Extracted data entries:
------------------------------
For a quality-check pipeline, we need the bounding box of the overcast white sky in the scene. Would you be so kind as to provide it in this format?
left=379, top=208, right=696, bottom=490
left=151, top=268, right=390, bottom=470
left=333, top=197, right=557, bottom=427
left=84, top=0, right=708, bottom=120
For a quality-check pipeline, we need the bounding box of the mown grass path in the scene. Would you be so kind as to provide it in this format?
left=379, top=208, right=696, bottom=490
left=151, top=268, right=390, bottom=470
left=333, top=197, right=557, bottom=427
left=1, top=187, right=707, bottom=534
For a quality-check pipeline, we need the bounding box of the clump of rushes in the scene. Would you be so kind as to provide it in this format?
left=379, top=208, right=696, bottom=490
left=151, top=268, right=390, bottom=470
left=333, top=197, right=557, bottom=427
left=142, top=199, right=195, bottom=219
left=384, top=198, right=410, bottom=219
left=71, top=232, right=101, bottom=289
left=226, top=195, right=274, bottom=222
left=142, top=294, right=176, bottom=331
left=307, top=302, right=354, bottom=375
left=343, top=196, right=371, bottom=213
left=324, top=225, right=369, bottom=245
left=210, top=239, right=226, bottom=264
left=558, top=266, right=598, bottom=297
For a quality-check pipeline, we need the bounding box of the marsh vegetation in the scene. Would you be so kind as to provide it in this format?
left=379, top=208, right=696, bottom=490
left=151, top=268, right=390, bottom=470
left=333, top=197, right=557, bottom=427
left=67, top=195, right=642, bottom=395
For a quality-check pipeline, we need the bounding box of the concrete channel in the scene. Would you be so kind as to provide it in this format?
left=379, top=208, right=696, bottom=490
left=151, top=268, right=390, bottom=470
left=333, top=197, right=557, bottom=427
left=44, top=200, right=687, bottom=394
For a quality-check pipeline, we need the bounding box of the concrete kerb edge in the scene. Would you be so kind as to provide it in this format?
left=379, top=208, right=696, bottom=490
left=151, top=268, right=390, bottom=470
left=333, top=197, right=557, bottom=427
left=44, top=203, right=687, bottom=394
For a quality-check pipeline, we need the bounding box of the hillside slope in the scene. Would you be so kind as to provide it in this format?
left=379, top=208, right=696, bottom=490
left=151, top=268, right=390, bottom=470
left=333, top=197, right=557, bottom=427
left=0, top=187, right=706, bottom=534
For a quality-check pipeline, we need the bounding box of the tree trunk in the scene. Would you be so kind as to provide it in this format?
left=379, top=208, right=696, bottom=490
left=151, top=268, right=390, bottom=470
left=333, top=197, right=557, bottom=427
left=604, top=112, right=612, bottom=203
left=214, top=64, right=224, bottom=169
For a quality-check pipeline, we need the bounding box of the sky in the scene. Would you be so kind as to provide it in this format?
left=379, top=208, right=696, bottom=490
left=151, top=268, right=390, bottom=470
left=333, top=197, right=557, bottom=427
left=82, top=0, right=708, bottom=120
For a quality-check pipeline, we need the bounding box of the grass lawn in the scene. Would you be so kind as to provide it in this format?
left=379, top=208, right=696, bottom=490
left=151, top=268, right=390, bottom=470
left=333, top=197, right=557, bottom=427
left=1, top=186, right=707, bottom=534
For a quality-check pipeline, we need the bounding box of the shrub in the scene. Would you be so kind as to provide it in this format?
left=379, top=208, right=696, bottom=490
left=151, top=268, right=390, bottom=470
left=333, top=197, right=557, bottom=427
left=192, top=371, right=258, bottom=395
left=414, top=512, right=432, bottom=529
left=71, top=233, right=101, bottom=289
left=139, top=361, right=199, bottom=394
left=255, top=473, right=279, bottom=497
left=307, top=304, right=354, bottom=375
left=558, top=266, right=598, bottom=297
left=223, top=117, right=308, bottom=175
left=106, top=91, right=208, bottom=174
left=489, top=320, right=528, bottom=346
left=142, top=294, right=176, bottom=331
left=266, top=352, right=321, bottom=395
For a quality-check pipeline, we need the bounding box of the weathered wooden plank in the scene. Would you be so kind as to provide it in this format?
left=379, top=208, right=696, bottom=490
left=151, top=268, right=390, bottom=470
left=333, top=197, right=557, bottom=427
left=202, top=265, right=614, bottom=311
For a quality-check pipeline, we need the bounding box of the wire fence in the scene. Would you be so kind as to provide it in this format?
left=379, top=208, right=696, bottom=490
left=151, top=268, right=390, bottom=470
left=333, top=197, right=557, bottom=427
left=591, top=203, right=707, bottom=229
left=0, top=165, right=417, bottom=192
------------------------------
§ **Exercise directions**
Please retype the data above exactly, including every line.

§ **Solution to the problem**
For a quality-check pipeline, we need the bounding box of the overcast white sky in the scene. Would you be so kind as to provide it in this format?
left=379, top=208, right=696, bottom=490
left=151, top=268, right=390, bottom=470
left=333, top=197, right=557, bottom=427
left=84, top=0, right=708, bottom=120
For a quality-check pipeline, we need the bounding box of the mown grass path in the scene. Would you be so kind as to provide it in this format?
left=379, top=208, right=696, bottom=490
left=151, top=268, right=390, bottom=470
left=333, top=197, right=557, bottom=427
left=1, top=187, right=707, bottom=534
For a quality-check pipeline, we need the bounding box of the clump of rushes in the scene. Would you be so kind as to provide it in this format?
left=379, top=208, right=696, bottom=490
left=151, top=268, right=390, bottom=470
left=333, top=197, right=557, bottom=427
left=142, top=199, right=195, bottom=219
left=384, top=198, right=410, bottom=219
left=71, top=232, right=101, bottom=289
left=226, top=195, right=274, bottom=222
left=142, top=294, right=176, bottom=331
left=307, top=302, right=354, bottom=375
left=343, top=196, right=371, bottom=213
left=324, top=225, right=369, bottom=245
left=210, top=239, right=226, bottom=264
left=558, top=266, right=598, bottom=297
For a quality-check pipeline, we need the bounding box of the marsh vegetation in the scene. Would you be so kind as to provide it in this format?
left=379, top=208, right=696, bottom=490
left=151, top=268, right=390, bottom=470
left=333, top=197, right=557, bottom=427
left=67, top=195, right=642, bottom=395
For a quality-check pipeline, we need the bounding box of the concrete channel in the scene. Would you be so kind as to provide it in this format?
left=379, top=208, right=696, bottom=490
left=151, top=268, right=390, bottom=470
left=333, top=197, right=557, bottom=427
left=44, top=200, right=687, bottom=394
For a quality-check pipeline, we need the bounding box of the concrete kerb edge in the scene. Would you be so kind as to provide it in this format?
left=379, top=208, right=696, bottom=490
left=151, top=268, right=390, bottom=470
left=333, top=197, right=557, bottom=427
left=44, top=203, right=687, bottom=394
For a quality-check pipeline, we need the bounding box of the hillside slope in the scene. Would you be so kind as to provide it in this format?
left=379, top=208, right=696, bottom=490
left=151, top=268, right=390, bottom=470
left=333, top=197, right=557, bottom=427
left=0, top=187, right=706, bottom=534
For a quality-check pipeline, we need the bounding box of the tree trunk in the scene. Would you be so kind as to provide it in this format?
left=379, top=208, right=696, bottom=490
left=151, top=268, right=390, bottom=470
left=333, top=197, right=557, bottom=427
left=604, top=112, right=612, bottom=203
left=214, top=64, right=224, bottom=169
For a quality-check pipeline, we need the bounding box of the sky in the scene. Would you be so kind as to provide it in this format?
left=379, top=208, right=696, bottom=490
left=151, top=268, right=390, bottom=470
left=333, top=197, right=557, bottom=427
left=82, top=0, right=708, bottom=120
For a quality-check pipeline, we need the bounding box of the grass lawn in the scene. Would you be so kind as to provide it in this format?
left=379, top=208, right=696, bottom=490
left=151, top=268, right=390, bottom=470
left=333, top=197, right=557, bottom=427
left=1, top=186, right=707, bottom=534
For a quality-check pipeline, we need the bounding box of the shrub in the scene. Would you be so kind as to provide it in this format?
left=379, top=208, right=696, bottom=490
left=151, top=268, right=390, bottom=470
left=333, top=197, right=557, bottom=427
left=192, top=371, right=258, bottom=395
left=414, top=512, right=432, bottom=529
left=71, top=233, right=101, bottom=289
left=139, top=361, right=199, bottom=394
left=255, top=473, right=279, bottom=497
left=307, top=304, right=354, bottom=375
left=558, top=266, right=598, bottom=297
left=223, top=117, right=308, bottom=175
left=106, top=91, right=208, bottom=174
left=489, top=320, right=528, bottom=346
left=142, top=294, right=176, bottom=331
left=266, top=352, right=321, bottom=395
For a quality-check pipeline, we need the bounding box of the weathered wooden plank in the scene. Would you be so kind as to provide it in this format?
left=379, top=208, right=696, bottom=490
left=151, top=268, right=390, bottom=470
left=333, top=197, right=557, bottom=427
left=202, top=265, right=614, bottom=311
For a quality-check pipeline, we need the bounding box of the wire fence in the scene. Would you be so kind as to provide it in this format?
left=379, top=208, right=696, bottom=490
left=151, top=268, right=390, bottom=470
left=333, top=197, right=557, bottom=427
left=591, top=203, right=707, bottom=229
left=0, top=165, right=417, bottom=192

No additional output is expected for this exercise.